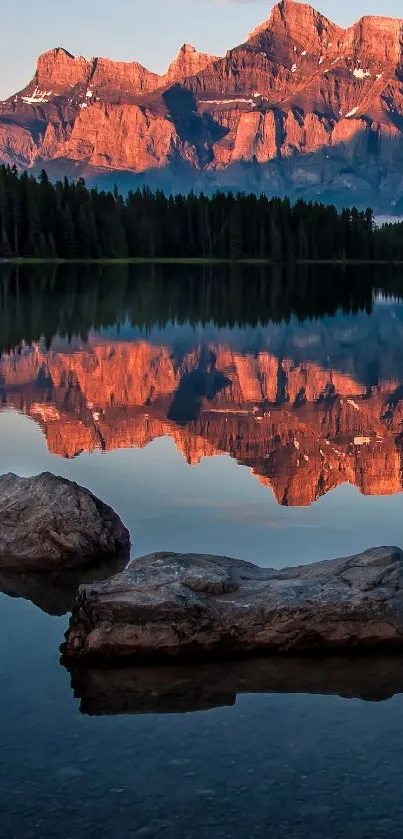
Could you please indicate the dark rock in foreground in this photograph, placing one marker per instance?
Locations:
(169, 605)
(47, 522)
(55, 591)
(178, 688)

########

== EXERCISE INSTRUCTIONS ==
Reproduce each line of the records above word for word, omitting the pictures.

== WRITTEN SOLUTION ==
Could you please indicate the dark rock in foreground in this photograph, placing one marker per instance?
Locations:
(169, 605)
(47, 522)
(55, 591)
(178, 688)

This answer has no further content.